» **Short task**
Format every line of the listing below as a numbered list, omitting any blank lines.

» **The records**
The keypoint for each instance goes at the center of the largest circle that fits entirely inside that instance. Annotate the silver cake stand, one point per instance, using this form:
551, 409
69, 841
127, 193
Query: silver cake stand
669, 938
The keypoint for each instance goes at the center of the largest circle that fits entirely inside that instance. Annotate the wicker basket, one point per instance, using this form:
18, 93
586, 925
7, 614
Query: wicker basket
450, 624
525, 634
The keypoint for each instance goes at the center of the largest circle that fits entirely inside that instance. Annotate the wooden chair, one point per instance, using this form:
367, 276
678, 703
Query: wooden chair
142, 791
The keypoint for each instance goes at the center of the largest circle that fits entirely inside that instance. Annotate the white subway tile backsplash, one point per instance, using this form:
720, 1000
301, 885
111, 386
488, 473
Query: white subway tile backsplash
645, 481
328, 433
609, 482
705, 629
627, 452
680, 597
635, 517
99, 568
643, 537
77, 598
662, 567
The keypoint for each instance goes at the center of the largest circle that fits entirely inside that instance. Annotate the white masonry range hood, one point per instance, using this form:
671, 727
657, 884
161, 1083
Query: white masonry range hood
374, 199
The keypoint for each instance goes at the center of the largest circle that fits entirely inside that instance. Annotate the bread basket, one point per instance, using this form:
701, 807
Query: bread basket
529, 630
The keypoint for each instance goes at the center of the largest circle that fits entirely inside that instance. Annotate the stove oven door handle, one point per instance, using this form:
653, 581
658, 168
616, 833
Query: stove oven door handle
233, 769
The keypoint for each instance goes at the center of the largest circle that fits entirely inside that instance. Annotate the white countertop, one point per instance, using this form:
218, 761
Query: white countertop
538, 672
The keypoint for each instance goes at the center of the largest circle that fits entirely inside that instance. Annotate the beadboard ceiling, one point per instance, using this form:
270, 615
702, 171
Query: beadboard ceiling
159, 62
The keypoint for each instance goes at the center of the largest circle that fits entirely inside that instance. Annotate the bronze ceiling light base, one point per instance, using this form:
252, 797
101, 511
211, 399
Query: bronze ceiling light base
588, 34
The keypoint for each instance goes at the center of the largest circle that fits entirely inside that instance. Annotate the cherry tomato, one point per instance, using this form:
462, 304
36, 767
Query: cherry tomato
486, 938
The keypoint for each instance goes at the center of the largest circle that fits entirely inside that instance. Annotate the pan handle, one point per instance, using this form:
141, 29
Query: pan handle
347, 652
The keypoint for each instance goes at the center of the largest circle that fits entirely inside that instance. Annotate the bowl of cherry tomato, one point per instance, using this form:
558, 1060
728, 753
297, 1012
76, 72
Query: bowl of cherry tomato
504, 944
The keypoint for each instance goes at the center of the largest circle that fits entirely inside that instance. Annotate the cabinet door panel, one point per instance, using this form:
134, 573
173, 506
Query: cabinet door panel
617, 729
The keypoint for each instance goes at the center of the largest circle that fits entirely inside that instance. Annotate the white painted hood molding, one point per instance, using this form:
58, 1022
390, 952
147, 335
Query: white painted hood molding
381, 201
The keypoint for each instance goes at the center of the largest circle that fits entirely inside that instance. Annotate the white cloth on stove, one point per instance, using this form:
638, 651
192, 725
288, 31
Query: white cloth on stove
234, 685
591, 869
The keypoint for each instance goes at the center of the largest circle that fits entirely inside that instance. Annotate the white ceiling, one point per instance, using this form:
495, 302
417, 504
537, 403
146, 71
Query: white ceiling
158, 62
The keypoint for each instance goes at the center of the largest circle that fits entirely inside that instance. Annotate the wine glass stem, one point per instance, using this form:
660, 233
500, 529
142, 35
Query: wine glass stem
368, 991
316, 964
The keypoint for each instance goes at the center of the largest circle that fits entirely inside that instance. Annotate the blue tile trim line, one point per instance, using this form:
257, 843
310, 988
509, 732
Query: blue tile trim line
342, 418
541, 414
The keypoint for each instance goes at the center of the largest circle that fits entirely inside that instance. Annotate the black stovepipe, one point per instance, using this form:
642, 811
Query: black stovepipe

» **Output below**
1. The keypoint for each instance goes at the center of the largest circle that fits entirely inside that instance. Annotate the silver cake stand, one point per instance, using this form:
2. 551, 409
3. 69, 841
4. 127, 193
5. Query: silver cake stand
6. 669, 938
7. The keypoint for each instance goes at the center of the largest circle that fits entirely inside that instance. Annotate the wicker basket, one point per instance, using this form:
8. 18, 93
9. 586, 925
10. 7, 614
11. Query: wicker basket
12. 450, 624
13. 525, 634
14. The keypoint for each instance goes at the center of the largest circle that fits entirely inside that instance. Annotate the wooden chair, one point per instance, using this form:
15. 367, 276
16. 678, 703
17. Query: wooden chair
18. 142, 791
19. The keypoint for each instance goes at the center of the largest circle that fits entirely inside that instance. Annotate the white subway tile backsplash, one point per instance, using this form:
20. 720, 1000
21. 301, 885
22. 111, 386
23. 488, 473
24. Query: white subway tile backsplash
25. 645, 481
26. 328, 433
27. 609, 482
28. 705, 629
29. 627, 452
30. 680, 597
31. 635, 517
32. 99, 568
33. 643, 537
34. 77, 598
35. 662, 567
36. The keypoint for each instance goes at the center of the largest circle that fits entirely inside that instance. Annotate the white masonry range hood, one point per instance, using this form:
37. 671, 727
38. 657, 884
39. 161, 1083
40. Query: white masonry range hood
41. 374, 199
42. The keypoint for each instance goes at the center of the largest circle that fits entirely inside that instance. Annotate the bread basket, one point per instance, using this form:
43. 701, 807
44. Query: bread basket
45. 529, 630
46. The keypoint for each instance goes at the center of the largest circle that fits entirely inside that instance. Annotate the stove oven door handle, one point per instance, using this form:
47. 653, 581
48. 658, 168
49. 616, 833
50. Query: stove oven door handle
51. 233, 769
52. The keypoint for each instance goes at the center of the largest circle that fits entirely inside that instance. Annotate the white countertop, one point per instance, using this form:
53. 218, 761
54. Query: white countertop
55. 538, 672
56. The keypoint for each instance goes at the center of the largest circle that fits entirely inside that instance. Annotate the beadboard ceiling, one point per instance, using this form:
57. 270, 615
58. 702, 171
59. Query: beadboard ceiling
60. 159, 62
61. The keypoint for each instance goes at the center of the largest circle that fits entirely inside that instance. Annotate the bronze ceiling light base, one point per instance, using this form:
62. 252, 797
63. 101, 511
64. 211, 399
65. Query: bronze ceiling light base
66. 588, 34
67. The keypoint for each instance goes at the center of the largest circle that fits entirely inside that instance. Annotate the cherry tomato, one point per instance, using this form:
68. 462, 304
69. 36, 767
70. Query: cherry tomato
71. 486, 938
72. The keypoint for each instance goes at the center of the largest circle that fits entirely inside that instance. Annotate the pan handle, one point per instance, using this form:
73. 141, 29
74. Query: pan handle
75. 347, 652
76. The keypoint for each instance goes at the center of the largest circle that fits entirely inside that instance. Annotate the bowl of cherry tomato, one point per instance, using this form:
77. 558, 1060
78. 728, 753
79. 297, 1012
80. 76, 72
81. Query: bowl of cherry tomato
82. 504, 944
83. The keypoint for each instance goes at the center of the largest circle that fits entirely inside that instance. Annotate the cabinet door panel, one point per instance, using this form:
84. 134, 573
85. 173, 506
86. Query: cabinet door panel
87. 617, 729
88. The keypoint for each instance goes at the center of the largest circle that fits entirely inside that instance. Annotate the white painted hood molding, one point per instance, using this form:
89. 58, 1022
90. 390, 952
91. 147, 335
92. Query: white painted hood molding
93. 381, 201
94. The keypoint for each instance goes at the center of the largest circle that fits entirely inside that instance. Annotate the white cloth on stove, one point per instance, using this form:
95. 638, 651
96. 192, 725
97. 288, 31
98. Query: white cloth on stove
99. 234, 685
100. 591, 869
101. The keypoint for each instance goes at the center of the largest circle that fits entirely inside that instance. Annotate the white ceiling, one point per instance, using this form:
102. 495, 302
103. 417, 504
104. 537, 403
105. 146, 71
106. Query: white ceiling
107. 158, 62
108. The keypoint for each instance goes at the center of the largest circle that fits entirely inside that instance. Annotate the wine glass stem, one point per instance, using this form:
109. 660, 233
110. 500, 529
111. 142, 35
112. Query: wine glass stem
113. 368, 991
114. 316, 964
115. The keypoint for each instance goes at the center of the largest circle that fits entirely inside that instance. Annotate the blue tile trim line, one point per instance, using this form:
116. 257, 843
117. 310, 988
118. 509, 732
119. Query: blue tile trim line
120. 342, 418
121. 541, 414
122. The keypoint for each instance goes at the center of the largest circle that fits entirely inside that instance. Annotate the black stovepipe, one point per instance, using this form:
123. 642, 811
124. Query: black stovepipe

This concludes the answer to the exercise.